> Extrait choisi
===============
III. DEUX OBJECTIFS PRIORITAIRES POUR L'ENSEIGNEMENT PROFESSIONNEL : L'AMÉLIORATION DU DISPOSITIF D'ORIENTATION, LA MISE EN PLACE NÉCESSAIRE D'UNE RÉTRIBUTION DES LYCÉENS PROFESSIONNELS

A. DE L'ORIENTATION SUBIE À L'ORIENTATION CHOISIE

1. La mise en oeuvre des recommandations du rapport de l'IGAEN

Le rapport de l'Inspection générale de l'administration générale de l'éducation nationale de décembre 2000, relatif aux procédures d'affectation des élèves en filières professionnelles, préconise cinq grandes recommandations qui ont été reprises dans une circulaire du 18 avril 2001.

Ces recommandations ont pu être prises en compte dès la rentrée 2001 par les services académiques, les centres d'information et d'orientation, les inspections académiques et les établissements.

a) L'éducation à l'orientation

L'éducation à l'orientation doit concerner tous les élèves, dès la classe de cinquième jusqu'en terminale en visant trois priorités : connaissance de soi, connaissance de l'environnement socio-économique et connaissance des itinéraires de formation.
===============
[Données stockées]
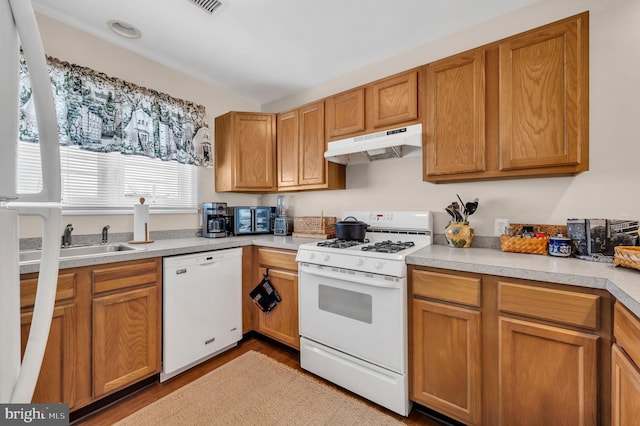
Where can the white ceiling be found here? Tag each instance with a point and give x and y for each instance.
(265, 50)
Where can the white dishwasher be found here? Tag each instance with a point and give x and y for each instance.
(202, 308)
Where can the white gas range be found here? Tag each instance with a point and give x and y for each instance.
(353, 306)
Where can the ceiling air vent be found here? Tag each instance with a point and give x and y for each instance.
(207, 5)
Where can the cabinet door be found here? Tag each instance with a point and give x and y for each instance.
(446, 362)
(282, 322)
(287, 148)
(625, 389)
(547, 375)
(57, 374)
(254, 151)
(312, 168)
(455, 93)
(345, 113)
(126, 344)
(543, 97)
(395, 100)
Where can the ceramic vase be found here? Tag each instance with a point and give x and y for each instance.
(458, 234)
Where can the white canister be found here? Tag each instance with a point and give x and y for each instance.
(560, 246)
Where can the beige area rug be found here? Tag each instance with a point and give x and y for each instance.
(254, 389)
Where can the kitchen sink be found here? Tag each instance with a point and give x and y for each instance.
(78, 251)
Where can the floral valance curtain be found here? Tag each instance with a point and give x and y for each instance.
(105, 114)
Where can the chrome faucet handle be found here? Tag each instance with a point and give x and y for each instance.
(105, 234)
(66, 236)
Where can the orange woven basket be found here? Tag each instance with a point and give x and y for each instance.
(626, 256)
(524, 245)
===============
> Liste des tâches
• a. D'après l'extrait sur l'orientation des élèves, quelles sont les trois priorités visées par l'éducation à l'orientation ?
• b. Comment traduire en anglais cette phrase de l'extrait : « Ces recommandations ont pu être prises en compte dès la rentrée 2001 par les services académiques, les centres d'information et d'orientation, les inspections académiques et les établissements. » ?
Les enregistrements forment un matériau à part, distinct de l'extrait.

> Résultats
• a. La connaissance de soi, la connaissance de l'environnement socio-économique et la connaissance des itinéraires de formation.

• b. These recommendations could be taken into account as early as the start of the 2001 school year by the academic services, the information and guidance centers, the academic inspectorates and the schools.